Collected data entries:
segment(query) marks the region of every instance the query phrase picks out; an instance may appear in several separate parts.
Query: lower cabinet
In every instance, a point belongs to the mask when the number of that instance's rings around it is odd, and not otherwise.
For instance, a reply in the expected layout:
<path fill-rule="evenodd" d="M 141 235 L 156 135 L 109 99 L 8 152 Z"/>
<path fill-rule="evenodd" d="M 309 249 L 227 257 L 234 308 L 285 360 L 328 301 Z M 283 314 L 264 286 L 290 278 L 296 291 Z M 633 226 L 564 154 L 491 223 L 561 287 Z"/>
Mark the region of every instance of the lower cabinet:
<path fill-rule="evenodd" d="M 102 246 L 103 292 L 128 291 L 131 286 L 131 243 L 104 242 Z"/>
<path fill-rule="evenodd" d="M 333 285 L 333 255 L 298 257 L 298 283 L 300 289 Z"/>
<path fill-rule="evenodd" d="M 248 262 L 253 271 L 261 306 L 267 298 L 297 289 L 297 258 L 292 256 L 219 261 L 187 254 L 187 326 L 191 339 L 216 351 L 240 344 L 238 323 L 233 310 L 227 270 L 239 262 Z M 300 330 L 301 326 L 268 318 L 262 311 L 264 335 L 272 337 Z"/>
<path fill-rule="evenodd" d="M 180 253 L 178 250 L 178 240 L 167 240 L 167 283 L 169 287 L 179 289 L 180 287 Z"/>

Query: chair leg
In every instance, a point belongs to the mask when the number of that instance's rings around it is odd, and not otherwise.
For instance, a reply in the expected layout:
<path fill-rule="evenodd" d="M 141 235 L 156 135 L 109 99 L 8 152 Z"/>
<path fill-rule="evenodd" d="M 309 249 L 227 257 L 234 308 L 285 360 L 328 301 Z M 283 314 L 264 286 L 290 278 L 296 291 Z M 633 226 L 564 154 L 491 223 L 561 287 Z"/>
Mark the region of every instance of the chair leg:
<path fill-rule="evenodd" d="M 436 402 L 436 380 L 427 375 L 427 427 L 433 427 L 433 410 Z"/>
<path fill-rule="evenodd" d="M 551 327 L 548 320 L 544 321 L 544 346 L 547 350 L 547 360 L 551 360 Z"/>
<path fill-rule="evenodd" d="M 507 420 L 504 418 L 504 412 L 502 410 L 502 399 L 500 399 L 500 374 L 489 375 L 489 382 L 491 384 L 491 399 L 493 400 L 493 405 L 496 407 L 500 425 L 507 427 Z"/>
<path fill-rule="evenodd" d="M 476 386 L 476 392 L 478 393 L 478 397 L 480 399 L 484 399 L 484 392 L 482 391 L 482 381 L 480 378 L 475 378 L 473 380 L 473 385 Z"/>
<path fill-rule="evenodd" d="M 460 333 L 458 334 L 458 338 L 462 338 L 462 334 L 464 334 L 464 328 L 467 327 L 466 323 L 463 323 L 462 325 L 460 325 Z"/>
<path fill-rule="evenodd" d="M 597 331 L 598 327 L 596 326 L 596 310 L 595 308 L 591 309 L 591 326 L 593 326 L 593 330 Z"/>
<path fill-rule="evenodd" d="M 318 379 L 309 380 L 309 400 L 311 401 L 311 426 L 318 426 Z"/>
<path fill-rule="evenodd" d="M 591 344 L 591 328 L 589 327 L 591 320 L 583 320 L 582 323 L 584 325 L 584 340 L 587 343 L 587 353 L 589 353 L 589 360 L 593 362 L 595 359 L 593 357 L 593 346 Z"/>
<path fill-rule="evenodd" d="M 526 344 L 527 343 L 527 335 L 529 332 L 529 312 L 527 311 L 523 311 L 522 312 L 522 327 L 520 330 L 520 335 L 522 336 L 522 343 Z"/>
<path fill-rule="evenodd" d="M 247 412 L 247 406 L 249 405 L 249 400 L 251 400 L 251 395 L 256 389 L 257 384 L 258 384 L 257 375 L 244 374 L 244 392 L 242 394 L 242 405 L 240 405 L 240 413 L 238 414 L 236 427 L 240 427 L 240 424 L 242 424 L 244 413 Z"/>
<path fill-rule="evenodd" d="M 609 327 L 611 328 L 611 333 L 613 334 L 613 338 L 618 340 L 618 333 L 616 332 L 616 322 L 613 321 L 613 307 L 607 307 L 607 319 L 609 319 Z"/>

- Task directions: After the last line of the data, restate all the entries verbatim.

- Solved problem:
segment(query) marks the region of every instance the query phrase picks out; an instance may appear in several separate parts.
Query: lower cabinet
In every instance, a point belongs to the mask when the number of that instance's rings around it is odd, and not otherwise.
For instance, a reply in the expected layout:
<path fill-rule="evenodd" d="M 141 235 L 156 135 L 109 99 L 8 152 Z"/>
<path fill-rule="evenodd" d="M 309 249 L 227 257 L 234 308 L 285 360 L 328 301 Z M 283 314 L 264 286 L 290 278 L 296 291 Z M 633 226 L 564 154 L 491 223 L 561 287 Z"/>
Mark the region of every instance of the lower cabinet:
<path fill-rule="evenodd" d="M 102 246 L 103 292 L 128 291 L 131 286 L 131 243 L 104 242 Z"/>
<path fill-rule="evenodd" d="M 333 285 L 333 255 L 298 257 L 298 283 L 300 289 Z"/>
<path fill-rule="evenodd" d="M 248 262 L 253 271 L 261 306 L 267 298 L 297 289 L 297 258 L 292 256 L 219 261 L 187 254 L 187 326 L 191 339 L 216 351 L 240 344 L 238 323 L 233 310 L 227 270 L 239 262 Z M 300 330 L 301 326 L 268 318 L 262 311 L 264 335 L 272 337 Z"/>
<path fill-rule="evenodd" d="M 180 253 L 178 250 L 178 240 L 167 240 L 167 283 L 169 287 L 179 289 L 180 287 Z"/>

Query: chair leg
In every instance, a point belongs to the mask when the number of that instance's rings around it is odd, and not otherwise.
For instance, a reply in the expected layout:
<path fill-rule="evenodd" d="M 141 235 L 156 135 L 109 99 L 8 152 Z"/>
<path fill-rule="evenodd" d="M 309 249 L 227 257 L 234 308 L 285 360 L 328 301 Z M 283 314 L 264 286 L 290 278 L 296 291 Z M 633 226 L 564 154 L 491 223 L 561 287 Z"/>
Mark the region of every instance of the chair leg:
<path fill-rule="evenodd" d="M 436 402 L 436 380 L 427 375 L 427 427 L 433 427 L 433 410 Z"/>
<path fill-rule="evenodd" d="M 551 327 L 548 320 L 544 321 L 544 346 L 547 350 L 547 360 L 551 360 Z"/>
<path fill-rule="evenodd" d="M 507 420 L 504 418 L 504 412 L 502 410 L 502 399 L 500 399 L 500 374 L 489 375 L 489 382 L 491 384 L 491 399 L 493 400 L 493 405 L 496 407 L 500 425 L 507 427 Z"/>
<path fill-rule="evenodd" d="M 476 386 L 476 392 L 478 393 L 478 397 L 480 399 L 484 399 L 484 392 L 482 391 L 482 381 L 480 378 L 475 378 L 473 380 L 473 385 Z"/>
<path fill-rule="evenodd" d="M 460 333 L 458 334 L 458 338 L 462 338 L 462 334 L 464 334 L 464 328 L 467 327 L 466 323 L 463 323 L 462 325 L 460 325 Z"/>
<path fill-rule="evenodd" d="M 597 331 L 598 327 L 596 326 L 596 310 L 595 308 L 591 309 L 591 326 L 593 326 L 593 330 Z"/>
<path fill-rule="evenodd" d="M 318 379 L 309 380 L 309 400 L 311 401 L 311 426 L 318 426 Z"/>
<path fill-rule="evenodd" d="M 591 344 L 591 328 L 589 327 L 591 320 L 583 320 L 582 323 L 584 325 L 584 340 L 587 343 L 587 353 L 589 353 L 589 360 L 593 362 L 595 359 L 593 357 L 593 346 Z"/>
<path fill-rule="evenodd" d="M 526 344 L 527 343 L 527 335 L 529 332 L 529 312 L 527 311 L 523 311 L 522 312 L 522 327 L 520 330 L 520 335 L 522 336 L 522 343 Z"/>
<path fill-rule="evenodd" d="M 247 412 L 247 406 L 249 405 L 249 400 L 251 400 L 251 395 L 256 389 L 257 384 L 258 384 L 257 375 L 244 374 L 244 392 L 242 394 L 242 405 L 240 405 L 240 413 L 238 414 L 236 427 L 240 427 L 240 424 L 242 424 L 244 413 Z"/>
<path fill-rule="evenodd" d="M 609 327 L 611 328 L 611 333 L 613 334 L 613 338 L 618 340 L 618 333 L 616 332 L 616 322 L 613 321 L 613 307 L 607 307 L 607 319 L 609 319 Z"/>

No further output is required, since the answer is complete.